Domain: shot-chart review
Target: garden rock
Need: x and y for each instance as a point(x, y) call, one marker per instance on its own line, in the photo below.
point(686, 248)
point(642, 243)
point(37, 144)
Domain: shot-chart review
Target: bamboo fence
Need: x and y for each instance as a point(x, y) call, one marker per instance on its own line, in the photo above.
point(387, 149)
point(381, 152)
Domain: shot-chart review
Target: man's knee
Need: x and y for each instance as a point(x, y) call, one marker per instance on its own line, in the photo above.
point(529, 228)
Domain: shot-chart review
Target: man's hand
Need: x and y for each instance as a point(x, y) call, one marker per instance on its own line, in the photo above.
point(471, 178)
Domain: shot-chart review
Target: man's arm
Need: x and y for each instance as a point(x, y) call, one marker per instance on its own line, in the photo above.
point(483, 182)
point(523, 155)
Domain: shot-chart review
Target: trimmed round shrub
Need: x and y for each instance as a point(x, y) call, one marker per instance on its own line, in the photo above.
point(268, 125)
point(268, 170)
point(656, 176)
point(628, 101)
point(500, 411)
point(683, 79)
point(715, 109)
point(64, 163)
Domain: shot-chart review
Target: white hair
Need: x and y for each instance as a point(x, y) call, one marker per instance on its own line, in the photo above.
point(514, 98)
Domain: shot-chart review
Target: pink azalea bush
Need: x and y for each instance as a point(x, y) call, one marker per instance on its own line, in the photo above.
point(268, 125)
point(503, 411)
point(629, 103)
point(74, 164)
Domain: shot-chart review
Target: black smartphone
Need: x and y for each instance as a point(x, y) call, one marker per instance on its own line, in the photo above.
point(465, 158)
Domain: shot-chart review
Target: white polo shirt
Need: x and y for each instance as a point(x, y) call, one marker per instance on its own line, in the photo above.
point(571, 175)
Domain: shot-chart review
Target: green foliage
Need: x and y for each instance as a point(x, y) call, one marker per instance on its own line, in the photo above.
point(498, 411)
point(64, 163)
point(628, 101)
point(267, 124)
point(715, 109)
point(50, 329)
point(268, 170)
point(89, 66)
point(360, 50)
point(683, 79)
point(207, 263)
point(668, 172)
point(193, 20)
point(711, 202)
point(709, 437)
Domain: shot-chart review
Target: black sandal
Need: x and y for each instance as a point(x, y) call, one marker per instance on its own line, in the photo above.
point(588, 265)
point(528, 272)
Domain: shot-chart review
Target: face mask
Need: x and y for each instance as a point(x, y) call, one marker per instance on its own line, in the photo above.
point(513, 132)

TASK OBJECTIVE >> Rewrite the listing from its first line through the line containing "point(523, 155)", changing "man's" to "person's" and leaving everything else as it stands. Give only those lines.

OUTPUT BELOW >>
Domain: shot-chart review
Target: garden rock
Need: x and y for each instance as a point(x, y) call, one marker per instance on its own line, in the photo below.
point(686, 248)
point(642, 243)
point(37, 144)
Domain: shot-chart review
Target: bamboo fence
Need: x and y for each instance as a point(x, y) call, one marker per instance on its own line, in the photo above.
point(387, 149)
point(381, 152)
Domain: shot-chart review
Target: person's knee
Need: x and y for each instance as a point(x, y) call, one marker per instance on its own line, in the photo above.
point(529, 228)
Domain: shot-chart review
Target: person's hand
Need: x and y for each instance as a point(x, y) call, one marker per instance on its own line, in the photo above.
point(471, 178)
Domain: shot-chart review
Target: person's arm
Need: x and y for each instance as a point(x, y) call, one marker per instance on its own line, in the photo above.
point(483, 182)
point(523, 155)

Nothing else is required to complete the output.